(Records from a data source)
Content starts

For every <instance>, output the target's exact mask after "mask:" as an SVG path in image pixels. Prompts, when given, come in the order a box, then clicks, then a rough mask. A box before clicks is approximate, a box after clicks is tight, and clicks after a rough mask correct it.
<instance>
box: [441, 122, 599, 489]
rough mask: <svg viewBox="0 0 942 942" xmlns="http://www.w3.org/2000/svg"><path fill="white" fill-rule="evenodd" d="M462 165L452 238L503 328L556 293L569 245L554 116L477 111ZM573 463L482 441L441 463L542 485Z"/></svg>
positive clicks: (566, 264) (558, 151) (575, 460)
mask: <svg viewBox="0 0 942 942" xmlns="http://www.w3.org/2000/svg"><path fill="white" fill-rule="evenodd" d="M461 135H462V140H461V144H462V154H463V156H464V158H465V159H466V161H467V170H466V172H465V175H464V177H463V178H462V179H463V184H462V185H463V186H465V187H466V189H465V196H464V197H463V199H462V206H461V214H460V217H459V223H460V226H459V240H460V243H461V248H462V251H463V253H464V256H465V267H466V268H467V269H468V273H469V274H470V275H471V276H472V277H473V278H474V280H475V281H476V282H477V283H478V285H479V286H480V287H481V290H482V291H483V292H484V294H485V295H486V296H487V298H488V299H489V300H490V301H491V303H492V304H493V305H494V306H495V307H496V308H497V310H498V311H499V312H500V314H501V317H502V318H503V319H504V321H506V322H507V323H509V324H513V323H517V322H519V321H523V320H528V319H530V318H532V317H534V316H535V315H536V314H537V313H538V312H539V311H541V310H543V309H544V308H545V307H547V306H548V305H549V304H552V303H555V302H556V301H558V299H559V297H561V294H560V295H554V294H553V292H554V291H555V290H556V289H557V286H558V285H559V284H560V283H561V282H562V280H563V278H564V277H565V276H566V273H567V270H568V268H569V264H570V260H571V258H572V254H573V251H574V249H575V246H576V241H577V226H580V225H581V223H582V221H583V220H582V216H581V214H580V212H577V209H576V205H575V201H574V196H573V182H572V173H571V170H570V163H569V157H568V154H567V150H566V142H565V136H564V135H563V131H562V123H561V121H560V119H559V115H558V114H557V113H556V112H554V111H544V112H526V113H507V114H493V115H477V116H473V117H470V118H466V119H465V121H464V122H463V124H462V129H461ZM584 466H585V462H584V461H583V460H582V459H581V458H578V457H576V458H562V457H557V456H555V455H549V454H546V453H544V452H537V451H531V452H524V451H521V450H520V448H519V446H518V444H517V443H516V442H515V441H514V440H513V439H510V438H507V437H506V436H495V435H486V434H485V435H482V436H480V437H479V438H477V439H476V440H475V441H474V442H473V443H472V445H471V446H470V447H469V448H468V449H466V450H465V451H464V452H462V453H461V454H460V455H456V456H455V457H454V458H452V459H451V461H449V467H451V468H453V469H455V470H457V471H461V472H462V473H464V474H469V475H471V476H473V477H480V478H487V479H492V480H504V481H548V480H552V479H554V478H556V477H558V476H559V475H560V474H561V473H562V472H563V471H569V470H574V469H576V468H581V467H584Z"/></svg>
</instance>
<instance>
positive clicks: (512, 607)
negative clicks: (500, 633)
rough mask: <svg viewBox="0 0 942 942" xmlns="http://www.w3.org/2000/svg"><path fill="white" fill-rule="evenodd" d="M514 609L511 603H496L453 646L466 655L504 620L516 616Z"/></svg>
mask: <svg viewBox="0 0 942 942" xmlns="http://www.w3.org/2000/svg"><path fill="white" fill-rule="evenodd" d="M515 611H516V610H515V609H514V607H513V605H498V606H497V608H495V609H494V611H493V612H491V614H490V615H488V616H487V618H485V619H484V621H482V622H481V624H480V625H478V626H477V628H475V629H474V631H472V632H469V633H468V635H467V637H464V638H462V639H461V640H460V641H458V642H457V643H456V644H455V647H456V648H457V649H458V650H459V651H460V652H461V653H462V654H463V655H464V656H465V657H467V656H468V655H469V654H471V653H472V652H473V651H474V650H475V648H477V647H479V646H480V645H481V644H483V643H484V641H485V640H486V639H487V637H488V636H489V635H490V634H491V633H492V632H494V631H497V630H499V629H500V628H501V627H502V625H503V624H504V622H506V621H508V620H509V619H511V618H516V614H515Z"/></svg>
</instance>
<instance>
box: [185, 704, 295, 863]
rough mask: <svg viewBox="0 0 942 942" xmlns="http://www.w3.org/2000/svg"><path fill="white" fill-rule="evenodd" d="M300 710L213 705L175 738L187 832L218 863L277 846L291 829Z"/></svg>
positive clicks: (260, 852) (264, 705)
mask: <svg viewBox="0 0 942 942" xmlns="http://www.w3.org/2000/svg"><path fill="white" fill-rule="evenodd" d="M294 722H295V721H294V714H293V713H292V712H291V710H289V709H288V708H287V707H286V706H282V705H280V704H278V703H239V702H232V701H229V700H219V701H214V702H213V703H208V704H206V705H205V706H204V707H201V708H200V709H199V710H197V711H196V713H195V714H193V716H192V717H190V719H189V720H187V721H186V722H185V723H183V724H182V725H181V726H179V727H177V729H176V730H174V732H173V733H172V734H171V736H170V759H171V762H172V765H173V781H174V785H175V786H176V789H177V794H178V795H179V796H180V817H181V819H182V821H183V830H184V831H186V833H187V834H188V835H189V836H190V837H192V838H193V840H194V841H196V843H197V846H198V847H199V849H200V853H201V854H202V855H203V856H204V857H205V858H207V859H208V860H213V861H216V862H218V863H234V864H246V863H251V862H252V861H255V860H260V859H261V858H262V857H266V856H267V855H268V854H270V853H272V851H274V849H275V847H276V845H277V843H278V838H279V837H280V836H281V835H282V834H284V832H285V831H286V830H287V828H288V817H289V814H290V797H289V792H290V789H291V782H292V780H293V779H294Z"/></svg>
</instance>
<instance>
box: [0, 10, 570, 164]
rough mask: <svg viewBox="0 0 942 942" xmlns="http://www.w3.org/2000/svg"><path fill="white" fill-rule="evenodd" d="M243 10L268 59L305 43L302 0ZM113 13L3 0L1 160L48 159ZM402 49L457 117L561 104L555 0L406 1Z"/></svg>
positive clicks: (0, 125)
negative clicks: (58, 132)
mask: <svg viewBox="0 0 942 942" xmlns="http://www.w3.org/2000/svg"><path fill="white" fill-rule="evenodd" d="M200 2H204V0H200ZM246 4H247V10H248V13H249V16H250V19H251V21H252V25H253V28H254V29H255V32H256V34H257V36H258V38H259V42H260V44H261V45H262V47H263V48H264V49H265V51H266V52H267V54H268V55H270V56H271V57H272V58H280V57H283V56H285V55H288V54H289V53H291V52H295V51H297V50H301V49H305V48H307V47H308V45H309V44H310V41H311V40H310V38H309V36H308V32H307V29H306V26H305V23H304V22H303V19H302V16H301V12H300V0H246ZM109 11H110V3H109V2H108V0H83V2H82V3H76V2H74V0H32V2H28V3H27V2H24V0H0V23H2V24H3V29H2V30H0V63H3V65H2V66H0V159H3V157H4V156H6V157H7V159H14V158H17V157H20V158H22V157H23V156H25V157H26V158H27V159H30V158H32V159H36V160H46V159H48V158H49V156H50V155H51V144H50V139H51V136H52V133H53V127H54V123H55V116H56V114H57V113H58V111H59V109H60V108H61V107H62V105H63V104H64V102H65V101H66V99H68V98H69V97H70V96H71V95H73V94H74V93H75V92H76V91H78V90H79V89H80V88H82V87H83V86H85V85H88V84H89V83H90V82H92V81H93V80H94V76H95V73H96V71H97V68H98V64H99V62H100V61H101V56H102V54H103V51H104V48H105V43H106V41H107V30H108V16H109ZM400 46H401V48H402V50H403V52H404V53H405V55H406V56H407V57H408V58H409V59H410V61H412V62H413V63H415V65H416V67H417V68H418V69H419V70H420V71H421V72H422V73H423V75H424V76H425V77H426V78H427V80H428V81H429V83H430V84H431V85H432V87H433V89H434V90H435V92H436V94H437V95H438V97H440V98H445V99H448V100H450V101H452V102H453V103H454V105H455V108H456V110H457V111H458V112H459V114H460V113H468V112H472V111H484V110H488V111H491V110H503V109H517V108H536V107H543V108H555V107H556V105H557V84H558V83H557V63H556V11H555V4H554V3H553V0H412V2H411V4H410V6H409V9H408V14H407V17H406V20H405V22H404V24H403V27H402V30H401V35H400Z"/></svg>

Content ends

* **Exercise directions**
Copy exactly the lines from the top of the entries through the line with "165L452 238L503 328L556" in it, please, keeping both ends and adding nothing.

* **Result for this task**
For every <instance>, output the target's exact mask after "mask:" as an SVG path in image pixels. Prompts, when given, come in the order a box, then clicks, then a rough mask. A box before clicks is approximate, a box after clicks is tight, and clicks after a rough mask correct it.
<instance>
box: [441, 122, 599, 489]
rough mask: <svg viewBox="0 0 942 942" xmlns="http://www.w3.org/2000/svg"><path fill="white" fill-rule="evenodd" d="M462 165L452 238L503 328L556 293L569 245L554 116L477 111ZM573 463L482 441L441 463L542 485Z"/></svg>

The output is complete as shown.